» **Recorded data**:
# # #

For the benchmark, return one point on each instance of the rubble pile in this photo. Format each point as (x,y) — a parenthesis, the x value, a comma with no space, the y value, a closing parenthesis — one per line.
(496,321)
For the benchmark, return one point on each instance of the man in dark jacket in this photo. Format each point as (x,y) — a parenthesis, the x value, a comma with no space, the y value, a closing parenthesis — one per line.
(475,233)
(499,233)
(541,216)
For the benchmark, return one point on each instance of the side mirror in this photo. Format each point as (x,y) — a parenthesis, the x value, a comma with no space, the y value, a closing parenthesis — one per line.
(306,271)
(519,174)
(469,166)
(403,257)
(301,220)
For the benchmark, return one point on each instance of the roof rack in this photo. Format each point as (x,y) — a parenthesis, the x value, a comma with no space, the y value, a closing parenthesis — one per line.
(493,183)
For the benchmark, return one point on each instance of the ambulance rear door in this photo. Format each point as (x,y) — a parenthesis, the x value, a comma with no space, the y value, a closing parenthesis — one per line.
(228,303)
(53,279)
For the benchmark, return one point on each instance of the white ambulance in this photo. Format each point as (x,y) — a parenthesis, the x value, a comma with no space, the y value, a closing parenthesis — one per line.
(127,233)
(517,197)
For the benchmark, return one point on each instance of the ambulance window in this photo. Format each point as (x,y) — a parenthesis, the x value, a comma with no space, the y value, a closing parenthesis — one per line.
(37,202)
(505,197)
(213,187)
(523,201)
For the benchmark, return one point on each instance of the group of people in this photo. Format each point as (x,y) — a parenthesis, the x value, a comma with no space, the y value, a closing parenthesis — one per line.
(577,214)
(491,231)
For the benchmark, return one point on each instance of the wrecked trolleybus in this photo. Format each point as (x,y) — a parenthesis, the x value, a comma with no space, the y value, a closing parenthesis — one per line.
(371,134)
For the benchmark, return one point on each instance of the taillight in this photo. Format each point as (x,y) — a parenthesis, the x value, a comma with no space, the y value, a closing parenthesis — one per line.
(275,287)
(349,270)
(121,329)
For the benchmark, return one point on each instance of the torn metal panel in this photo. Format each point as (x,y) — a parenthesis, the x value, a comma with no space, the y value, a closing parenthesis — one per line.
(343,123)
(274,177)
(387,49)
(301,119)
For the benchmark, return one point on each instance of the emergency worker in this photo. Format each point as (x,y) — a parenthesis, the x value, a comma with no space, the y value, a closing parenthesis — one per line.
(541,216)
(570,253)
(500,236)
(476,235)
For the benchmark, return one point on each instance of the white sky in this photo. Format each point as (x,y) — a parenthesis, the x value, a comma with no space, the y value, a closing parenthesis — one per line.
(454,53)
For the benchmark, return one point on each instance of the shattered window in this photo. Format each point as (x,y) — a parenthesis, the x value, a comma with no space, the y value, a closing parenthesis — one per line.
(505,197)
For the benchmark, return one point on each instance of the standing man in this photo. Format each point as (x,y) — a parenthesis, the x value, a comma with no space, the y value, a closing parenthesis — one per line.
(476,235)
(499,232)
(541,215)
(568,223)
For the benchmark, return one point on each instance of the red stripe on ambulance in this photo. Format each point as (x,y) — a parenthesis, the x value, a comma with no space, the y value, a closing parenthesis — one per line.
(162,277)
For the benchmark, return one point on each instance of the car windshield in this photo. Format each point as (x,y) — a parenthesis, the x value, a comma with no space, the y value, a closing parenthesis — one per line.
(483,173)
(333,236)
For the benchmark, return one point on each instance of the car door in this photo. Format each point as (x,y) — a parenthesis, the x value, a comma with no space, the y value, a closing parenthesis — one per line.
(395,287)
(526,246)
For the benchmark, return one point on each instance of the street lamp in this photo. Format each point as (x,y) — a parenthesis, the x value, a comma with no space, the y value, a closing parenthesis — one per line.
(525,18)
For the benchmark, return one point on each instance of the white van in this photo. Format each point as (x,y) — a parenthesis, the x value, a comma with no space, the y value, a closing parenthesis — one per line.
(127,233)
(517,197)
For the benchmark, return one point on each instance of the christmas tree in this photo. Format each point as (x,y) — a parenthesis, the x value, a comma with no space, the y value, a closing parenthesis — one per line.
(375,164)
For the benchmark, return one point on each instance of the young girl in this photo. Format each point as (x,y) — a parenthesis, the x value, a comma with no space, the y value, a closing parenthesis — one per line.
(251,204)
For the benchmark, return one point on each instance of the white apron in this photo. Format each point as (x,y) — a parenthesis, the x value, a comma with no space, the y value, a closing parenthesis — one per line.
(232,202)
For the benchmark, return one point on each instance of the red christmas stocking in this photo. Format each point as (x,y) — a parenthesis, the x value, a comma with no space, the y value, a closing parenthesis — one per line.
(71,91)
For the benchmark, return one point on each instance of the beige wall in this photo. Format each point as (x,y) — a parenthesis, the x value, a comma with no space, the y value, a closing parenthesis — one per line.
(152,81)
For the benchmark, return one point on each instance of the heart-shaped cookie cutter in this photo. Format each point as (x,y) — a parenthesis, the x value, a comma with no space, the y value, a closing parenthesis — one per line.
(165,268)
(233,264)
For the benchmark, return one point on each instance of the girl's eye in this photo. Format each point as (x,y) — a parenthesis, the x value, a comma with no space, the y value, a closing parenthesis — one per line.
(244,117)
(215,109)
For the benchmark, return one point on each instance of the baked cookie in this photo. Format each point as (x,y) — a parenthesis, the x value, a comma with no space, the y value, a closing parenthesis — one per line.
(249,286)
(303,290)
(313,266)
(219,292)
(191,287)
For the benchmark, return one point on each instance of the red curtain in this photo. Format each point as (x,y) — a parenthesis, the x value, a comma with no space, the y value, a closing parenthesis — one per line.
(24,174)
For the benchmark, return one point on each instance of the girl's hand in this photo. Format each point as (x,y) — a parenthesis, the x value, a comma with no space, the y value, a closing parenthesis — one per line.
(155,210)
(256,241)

# # #

» **TASK DESCRIPTION**: Copy each record from above without leaving any out.

» **SOLUTION FOR THIS TASK**:
For the benchmark, return one point on each instance of the rubble pile in this photo. Format each point as (x,y) — a parenthesis, the x value, a comma with no space, the y value, a closing parenthesis — one per line.
(496,321)
For the benchmark, return one point on each instance of the man in dark jacket in this photo. Format each point as (x,y) — a parenthesis, the x value, a comma with no space, the y value, a closing parenthesis — one per line.
(475,233)
(499,233)
(541,216)
For the benchmark, return one point on each instance of the side mirror in this photo. Format each point as (x,y) — a parenthesis, the x value, a comma with no space, the y value, a closing parenthesis — one per line.
(306,271)
(519,174)
(469,166)
(403,257)
(301,220)
For the benchmark, return one point on each instance of the roof rack in this photo. Format each point as (x,y) — a parenthesis, the x value, a comma with no space, the y value, a closing parenthesis — one per line.
(493,183)
For the benchmark, return one point on each instance of the ambulance rear door in this photo. Format each point as (x,y) — a parenthesis, the x value, a comma with no space, the y value, a closing parenthesis — one per line.
(228,303)
(53,279)
For the benchmark, return one point on each instance of the white ambulance in this photo. Format each point as (x,y) — a parenthesis, the x value, a comma with no space, the y value, a closing parenthesis — one per line.
(127,233)
(517,197)
For the benchmark, return one point on each instance of the ambulance window in this photo. Format each point as (x,y) — a parenthesis, the x value, a comma with no space, the y value, a closing parenthesis — one per line.
(37,202)
(505,197)
(213,187)
(523,201)
For the benchmark, return one point on each instance of the group of people in this photo. Format each point as (x,y) — a parenthesis, the x value, a comma with no space, the y value, a closing parenthesis — one per line.
(577,214)
(491,231)
For the benchmark, return one point on each instance of the wrecked trolleybus in this photo. Format each point as (x,y) — a parenthesis, the x value, a comma with no space, the y value, a closing parenthesis — one per line.
(371,134)
For the benchmark, return one point on each instance of the taillight in this photo. Format each point as (x,y) — a parenthesis, the x value, a comma with no space, the y value, a closing parenthesis — one per line.
(275,287)
(349,270)
(121,329)
For the benchmark, return one point on each instance of the torn metal panel in this photo. Format each point as (x,y) — a parenthesis, the x value, a comma with no space, the y value, a closing parenthesis — one per line.
(343,123)
(274,177)
(387,49)
(301,119)
For the benchmark, return one point on each instance of the emergency worker in this photo. Format each point as (x,y) — a parenthesis, the x value, a comma with no space, the y value, a closing parenthesis — one per line.
(541,216)
(570,253)
(500,236)
(476,235)
For the benchmark, return one point on each instance of the white sky in this photo. Format each point as (x,y) — a parenthesis, the x value, a comma with no space, the y value, a closing parenthesis — one per line.
(454,53)
For the benchmark, return one point on each instance of the shattered window in this photo. Format each point as (x,y) — a parenthesis, the x value, a comma with no space, the y value, a closing parenthesis — one per line.
(505,197)
For the benchmark, return one point on each instance of the standing man in this photo. Format each point as (x,y) — a parenthesis, the x value, a comma with no space, the y value, a closing parenthesis — one per line.
(476,235)
(499,232)
(541,215)
(568,223)
For the benchmark, return one point on each instance of the red stripe on ambulance in this photo. Format each point as (x,y) — a parenthesis, the x value, a comma with no space, the y value, a closing parenthesis — one per line.
(162,277)
For the benchmark, return one point on each instance of the car windshield in this photo. Format each point as (x,y) — a parenthesis, the x value, a comma with no space, the y value, a closing parenthesis — one per line.
(483,173)
(333,236)
For the benchmark, return one point on each instance of the car door in this photo. Format each point as (x,y) — a parenthesis, the x value, a comma with no space, the y value, a closing parenthesis — one per line.
(395,287)
(526,246)
For the benchmark, return one point on each instance of the street lamp in this photo. Format each point as (x,y) — a parenthesis, the x value, a comma with no space, the y value, a closing parenthesis — one per line.
(525,18)
For the benchmark, return one point on each instance of the white van in this photo. Format each point as (x,y) — a parenthesis, the x value, a comma with no space, the y value, a closing parenthesis — one per line.
(127,233)
(517,197)
For the benchmark, return one point on each instance of the christmas tree in this photo. Format each point as (x,y) — a parenthesis, the x value, a comma with no space, the y value, a closing parenthesis — one per line.
(375,164)
For the benchmark, return one point on each instance of the young girl in this photo. Format each point as (x,y) — a parenthesis, the x value, a comma with no space, the y value, a closing parenthesis — one per line.
(251,204)
For the benchmark, return one point on each instance of the white apron in this photo. Format each point as (x,y) — a parenthesis, the x value, a comma with no space, the y value, a closing parenthesis — one per line.
(232,202)
For the benchmark, return one point on each instance of the red christmas stocking in this photo. Format each point as (x,y) — a parenthesis, the x value, a comma with no space, the y value, a closing parenthesis — one per line.
(71,91)
For the benchmark, return one point on each instance of the beige wall in this photo. Format each point as (x,y) — a parenthesis, the x value, a comma with no space, the y value, a closing parenthesis — one per line.
(152,81)
For the benchmark, return one point on each instance of the heart-shaped cookie cutter in this photo. Format each point as (x,y) — a parenthesis, the x value, a comma with no space, the y value, a closing parenthesis — one per line.
(165,268)
(233,264)
For the benchmark, return one point on each instance of the girl's eye in this photo. Format each point as (x,y) — a parenthesis, the x value, a comma with no space, the y value, a closing parenthesis — one per line.
(244,117)
(215,109)
For the benchmark, return one point on each instance of the baked cookie in this photo. Format each point as (x,y) — a parenthesis, the x value, a comma with no space, the y value, a closing parenthesis — one per line.
(249,286)
(303,290)
(313,266)
(219,292)
(191,287)
For the benchmark, return one point on each instance of the red curtain in this photo. Format each point as (x,y) — a parenthesis, the x value, a comma with no space, the y value, a closing parenthesis — one per line.
(24,174)
For the benchmark, return one point on each instance of the girl's hand in this photo. Format each point as (x,y) — a parenthesis, the x value, a comma with no space, the y value, a closing parenthesis — one per line.
(155,210)
(256,241)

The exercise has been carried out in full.